■ **Records for processing**:
◇ ◇ ◇ ◇

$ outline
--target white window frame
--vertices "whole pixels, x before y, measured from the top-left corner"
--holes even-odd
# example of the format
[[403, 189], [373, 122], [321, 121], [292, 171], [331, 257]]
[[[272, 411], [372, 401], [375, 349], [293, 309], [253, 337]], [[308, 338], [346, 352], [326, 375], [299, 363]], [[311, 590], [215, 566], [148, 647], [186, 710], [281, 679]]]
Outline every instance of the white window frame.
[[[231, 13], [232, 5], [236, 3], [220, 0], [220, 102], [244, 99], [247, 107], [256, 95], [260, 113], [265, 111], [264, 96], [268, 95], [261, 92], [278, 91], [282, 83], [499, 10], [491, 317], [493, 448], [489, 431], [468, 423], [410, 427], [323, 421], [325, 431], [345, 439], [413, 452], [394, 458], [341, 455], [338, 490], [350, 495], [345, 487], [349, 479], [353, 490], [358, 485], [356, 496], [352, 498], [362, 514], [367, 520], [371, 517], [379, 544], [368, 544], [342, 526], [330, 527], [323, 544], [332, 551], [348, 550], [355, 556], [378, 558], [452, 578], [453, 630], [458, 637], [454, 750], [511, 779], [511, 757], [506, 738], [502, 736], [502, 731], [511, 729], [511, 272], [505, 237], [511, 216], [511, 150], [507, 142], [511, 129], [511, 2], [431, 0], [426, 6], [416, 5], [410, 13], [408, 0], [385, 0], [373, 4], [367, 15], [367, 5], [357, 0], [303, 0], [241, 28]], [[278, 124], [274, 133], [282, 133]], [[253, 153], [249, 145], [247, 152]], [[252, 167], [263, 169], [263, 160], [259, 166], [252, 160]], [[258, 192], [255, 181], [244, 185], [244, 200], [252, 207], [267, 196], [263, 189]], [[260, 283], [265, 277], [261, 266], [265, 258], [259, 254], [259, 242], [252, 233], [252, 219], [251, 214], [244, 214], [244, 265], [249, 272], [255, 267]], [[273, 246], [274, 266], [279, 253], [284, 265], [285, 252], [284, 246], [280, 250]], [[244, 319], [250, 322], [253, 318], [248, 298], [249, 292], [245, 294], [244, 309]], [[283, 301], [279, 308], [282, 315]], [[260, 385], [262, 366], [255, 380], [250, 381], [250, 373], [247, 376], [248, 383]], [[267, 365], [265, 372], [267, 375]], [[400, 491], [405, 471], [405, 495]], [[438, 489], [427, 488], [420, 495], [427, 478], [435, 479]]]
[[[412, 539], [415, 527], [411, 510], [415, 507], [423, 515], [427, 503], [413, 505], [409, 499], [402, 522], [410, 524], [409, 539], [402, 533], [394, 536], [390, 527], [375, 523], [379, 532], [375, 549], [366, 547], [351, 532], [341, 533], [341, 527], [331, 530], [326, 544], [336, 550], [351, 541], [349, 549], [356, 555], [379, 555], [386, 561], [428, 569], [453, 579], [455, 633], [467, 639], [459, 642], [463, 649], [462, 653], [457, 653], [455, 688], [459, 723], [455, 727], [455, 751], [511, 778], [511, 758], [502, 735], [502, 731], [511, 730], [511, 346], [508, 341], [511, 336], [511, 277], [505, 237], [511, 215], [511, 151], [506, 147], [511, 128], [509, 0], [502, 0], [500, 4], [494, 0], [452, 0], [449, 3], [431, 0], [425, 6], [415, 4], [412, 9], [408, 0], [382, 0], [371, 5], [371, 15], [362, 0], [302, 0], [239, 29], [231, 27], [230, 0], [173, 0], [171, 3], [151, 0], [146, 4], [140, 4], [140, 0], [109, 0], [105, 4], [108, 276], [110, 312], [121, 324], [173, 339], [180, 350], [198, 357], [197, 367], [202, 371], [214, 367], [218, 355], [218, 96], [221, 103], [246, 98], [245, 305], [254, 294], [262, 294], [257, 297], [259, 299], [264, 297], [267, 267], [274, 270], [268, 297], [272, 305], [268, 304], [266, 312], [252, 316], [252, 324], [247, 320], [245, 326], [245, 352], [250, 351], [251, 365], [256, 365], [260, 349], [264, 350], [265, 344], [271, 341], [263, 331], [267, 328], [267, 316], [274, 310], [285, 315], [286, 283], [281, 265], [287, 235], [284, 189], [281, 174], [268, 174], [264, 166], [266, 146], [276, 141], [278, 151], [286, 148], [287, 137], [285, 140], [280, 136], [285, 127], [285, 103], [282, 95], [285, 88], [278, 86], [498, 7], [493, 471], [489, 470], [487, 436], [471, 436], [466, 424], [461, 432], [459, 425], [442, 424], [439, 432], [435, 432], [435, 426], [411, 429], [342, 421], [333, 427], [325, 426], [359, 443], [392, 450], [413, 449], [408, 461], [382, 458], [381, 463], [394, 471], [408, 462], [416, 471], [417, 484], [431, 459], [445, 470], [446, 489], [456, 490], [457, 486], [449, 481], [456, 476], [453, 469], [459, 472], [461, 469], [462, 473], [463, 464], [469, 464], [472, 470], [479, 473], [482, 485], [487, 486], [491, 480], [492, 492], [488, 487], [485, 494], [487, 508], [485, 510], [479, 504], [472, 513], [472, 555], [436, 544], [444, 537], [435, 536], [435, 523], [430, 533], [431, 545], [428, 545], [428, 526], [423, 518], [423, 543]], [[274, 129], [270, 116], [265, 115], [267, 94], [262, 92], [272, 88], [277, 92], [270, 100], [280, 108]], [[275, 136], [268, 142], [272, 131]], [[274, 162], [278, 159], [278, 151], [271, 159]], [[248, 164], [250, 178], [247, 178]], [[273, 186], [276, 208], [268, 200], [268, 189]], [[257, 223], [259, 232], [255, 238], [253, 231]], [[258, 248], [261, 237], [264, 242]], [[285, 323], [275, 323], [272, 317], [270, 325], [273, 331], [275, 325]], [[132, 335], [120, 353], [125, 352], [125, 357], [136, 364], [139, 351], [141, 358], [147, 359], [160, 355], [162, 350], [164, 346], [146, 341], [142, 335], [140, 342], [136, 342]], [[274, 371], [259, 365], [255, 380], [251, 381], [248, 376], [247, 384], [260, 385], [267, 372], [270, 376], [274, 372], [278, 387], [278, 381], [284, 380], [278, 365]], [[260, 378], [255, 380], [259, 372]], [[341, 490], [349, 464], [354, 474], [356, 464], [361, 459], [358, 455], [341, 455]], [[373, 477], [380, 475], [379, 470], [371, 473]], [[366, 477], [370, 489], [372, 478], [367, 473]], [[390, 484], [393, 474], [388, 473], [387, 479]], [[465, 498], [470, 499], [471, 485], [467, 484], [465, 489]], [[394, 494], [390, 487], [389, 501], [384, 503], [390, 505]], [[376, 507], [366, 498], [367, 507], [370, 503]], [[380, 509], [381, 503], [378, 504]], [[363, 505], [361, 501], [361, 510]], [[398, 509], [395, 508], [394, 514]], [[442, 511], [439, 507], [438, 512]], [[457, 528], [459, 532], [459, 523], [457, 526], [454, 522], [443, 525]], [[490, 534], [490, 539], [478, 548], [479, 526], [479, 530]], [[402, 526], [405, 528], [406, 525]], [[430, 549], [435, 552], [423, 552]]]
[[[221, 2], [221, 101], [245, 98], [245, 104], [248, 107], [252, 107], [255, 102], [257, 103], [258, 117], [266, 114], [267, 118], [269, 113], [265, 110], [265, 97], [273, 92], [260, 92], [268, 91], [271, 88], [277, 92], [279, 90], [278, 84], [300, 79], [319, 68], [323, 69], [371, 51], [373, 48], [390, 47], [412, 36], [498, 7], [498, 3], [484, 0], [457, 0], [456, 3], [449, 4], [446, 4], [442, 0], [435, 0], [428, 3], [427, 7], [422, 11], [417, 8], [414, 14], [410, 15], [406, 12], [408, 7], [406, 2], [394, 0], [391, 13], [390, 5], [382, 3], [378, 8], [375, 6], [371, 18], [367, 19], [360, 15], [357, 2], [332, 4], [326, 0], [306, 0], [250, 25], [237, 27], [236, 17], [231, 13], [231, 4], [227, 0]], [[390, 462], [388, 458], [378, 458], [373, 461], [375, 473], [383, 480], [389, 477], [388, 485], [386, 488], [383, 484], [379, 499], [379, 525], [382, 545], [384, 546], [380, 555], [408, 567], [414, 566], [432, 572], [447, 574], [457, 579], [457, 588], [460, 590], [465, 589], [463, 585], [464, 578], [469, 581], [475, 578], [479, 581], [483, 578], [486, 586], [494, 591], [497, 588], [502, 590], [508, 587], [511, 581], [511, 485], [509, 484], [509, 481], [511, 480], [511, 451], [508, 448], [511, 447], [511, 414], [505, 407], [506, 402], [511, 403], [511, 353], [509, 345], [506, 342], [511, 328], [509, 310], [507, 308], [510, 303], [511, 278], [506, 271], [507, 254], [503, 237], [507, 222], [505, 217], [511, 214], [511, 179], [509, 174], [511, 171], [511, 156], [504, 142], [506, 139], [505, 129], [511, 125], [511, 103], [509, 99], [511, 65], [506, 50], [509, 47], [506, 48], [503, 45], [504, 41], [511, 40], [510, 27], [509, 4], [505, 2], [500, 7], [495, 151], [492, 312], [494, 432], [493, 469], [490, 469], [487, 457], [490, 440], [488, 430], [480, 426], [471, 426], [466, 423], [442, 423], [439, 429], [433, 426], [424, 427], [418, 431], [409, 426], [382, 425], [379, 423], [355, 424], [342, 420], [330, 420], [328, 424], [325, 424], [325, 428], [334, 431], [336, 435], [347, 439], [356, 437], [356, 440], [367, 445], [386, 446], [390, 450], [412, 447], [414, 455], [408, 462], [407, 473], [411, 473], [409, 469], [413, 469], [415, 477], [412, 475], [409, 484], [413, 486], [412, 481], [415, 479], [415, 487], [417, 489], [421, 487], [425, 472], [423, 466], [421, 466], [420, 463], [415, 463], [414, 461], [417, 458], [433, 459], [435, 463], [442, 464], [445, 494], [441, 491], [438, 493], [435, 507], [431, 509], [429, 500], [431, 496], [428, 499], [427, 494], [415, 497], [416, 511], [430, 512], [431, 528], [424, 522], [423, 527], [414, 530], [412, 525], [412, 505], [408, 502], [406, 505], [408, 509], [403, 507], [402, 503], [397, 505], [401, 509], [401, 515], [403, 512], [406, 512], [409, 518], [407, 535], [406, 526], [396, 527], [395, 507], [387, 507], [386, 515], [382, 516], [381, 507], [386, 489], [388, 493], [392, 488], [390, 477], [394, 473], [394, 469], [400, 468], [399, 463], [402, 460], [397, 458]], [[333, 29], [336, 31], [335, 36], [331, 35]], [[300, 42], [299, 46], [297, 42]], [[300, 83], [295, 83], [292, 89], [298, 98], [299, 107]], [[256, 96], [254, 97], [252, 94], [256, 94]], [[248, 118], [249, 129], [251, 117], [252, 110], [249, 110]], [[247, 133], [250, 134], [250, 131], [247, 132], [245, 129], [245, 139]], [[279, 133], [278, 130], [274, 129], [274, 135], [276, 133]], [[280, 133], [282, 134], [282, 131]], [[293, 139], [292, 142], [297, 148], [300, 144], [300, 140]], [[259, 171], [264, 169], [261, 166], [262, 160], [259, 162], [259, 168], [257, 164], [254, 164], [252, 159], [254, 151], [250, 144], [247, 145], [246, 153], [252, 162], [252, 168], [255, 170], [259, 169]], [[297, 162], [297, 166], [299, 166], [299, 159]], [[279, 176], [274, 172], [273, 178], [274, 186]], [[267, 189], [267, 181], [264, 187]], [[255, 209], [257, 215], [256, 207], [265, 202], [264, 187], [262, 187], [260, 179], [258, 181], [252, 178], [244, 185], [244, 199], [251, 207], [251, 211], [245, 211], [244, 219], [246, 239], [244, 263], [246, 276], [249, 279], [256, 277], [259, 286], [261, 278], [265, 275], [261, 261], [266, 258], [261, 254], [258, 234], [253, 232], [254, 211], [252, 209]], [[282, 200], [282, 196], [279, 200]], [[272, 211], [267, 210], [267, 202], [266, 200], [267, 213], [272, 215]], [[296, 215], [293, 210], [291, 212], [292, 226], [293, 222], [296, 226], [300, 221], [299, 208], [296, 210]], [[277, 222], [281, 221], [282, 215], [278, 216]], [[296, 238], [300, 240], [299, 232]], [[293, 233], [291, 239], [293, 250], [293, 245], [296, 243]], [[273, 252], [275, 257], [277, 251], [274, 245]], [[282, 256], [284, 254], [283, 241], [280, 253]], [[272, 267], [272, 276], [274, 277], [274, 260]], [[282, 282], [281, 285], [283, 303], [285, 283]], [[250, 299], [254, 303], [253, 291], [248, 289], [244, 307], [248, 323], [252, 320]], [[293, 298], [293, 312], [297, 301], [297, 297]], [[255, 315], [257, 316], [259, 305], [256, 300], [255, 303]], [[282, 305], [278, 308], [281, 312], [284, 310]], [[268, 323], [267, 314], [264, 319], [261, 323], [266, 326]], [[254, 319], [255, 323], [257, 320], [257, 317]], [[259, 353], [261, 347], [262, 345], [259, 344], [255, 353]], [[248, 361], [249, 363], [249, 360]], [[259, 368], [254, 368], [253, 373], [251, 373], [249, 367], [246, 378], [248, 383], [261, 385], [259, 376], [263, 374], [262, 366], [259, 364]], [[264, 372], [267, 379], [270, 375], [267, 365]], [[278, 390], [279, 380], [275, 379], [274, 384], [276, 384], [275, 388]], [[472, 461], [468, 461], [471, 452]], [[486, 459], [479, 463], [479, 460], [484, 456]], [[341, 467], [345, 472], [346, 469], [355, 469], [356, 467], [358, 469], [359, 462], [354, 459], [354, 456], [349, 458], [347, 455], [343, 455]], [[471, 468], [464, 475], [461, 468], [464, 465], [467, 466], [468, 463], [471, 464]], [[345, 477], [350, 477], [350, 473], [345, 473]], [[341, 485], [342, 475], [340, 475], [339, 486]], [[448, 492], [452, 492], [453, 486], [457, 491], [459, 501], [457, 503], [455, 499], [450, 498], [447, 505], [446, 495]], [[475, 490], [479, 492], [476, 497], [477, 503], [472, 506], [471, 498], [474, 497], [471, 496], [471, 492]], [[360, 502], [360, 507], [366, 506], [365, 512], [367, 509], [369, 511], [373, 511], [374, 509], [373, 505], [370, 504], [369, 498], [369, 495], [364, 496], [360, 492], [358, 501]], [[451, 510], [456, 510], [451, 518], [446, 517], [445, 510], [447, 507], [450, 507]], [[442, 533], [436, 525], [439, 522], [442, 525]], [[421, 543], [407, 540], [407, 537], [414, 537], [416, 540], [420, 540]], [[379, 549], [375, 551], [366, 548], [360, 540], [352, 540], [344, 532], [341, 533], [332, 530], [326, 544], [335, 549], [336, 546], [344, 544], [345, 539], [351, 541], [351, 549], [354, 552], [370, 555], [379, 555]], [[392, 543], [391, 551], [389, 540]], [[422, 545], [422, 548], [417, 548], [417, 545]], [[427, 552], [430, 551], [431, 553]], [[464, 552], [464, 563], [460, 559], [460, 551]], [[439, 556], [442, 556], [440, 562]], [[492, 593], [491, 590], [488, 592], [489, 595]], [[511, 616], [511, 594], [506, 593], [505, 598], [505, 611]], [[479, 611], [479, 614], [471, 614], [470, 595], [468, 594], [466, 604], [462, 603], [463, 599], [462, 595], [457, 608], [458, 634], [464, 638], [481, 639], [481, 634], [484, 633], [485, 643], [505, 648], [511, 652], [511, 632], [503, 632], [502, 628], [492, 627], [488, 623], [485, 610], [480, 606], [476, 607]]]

◇ ◇ ◇ ◇

■ **Exercise**: Rewrite the stretch from the start of the entries through the line containing "Outline every instance", changing "white" to "gray" wherever it appears and leaving everything else the same.

■ **Answer to the problem**:
$ outline
--target gray window frame
--vertices "whole pixels, x before y, measured from the top-left corner"
--holes even-odd
# example of the format
[[403, 189], [373, 122], [321, 121], [292, 171], [331, 257]]
[[[272, 411], [372, 401], [375, 349], [293, 309], [253, 337]], [[308, 338], [346, 352], [326, 375], [299, 363]], [[311, 590], [215, 566], [148, 647], [186, 710], [281, 679]]]
Outline every instance of the gray window frame.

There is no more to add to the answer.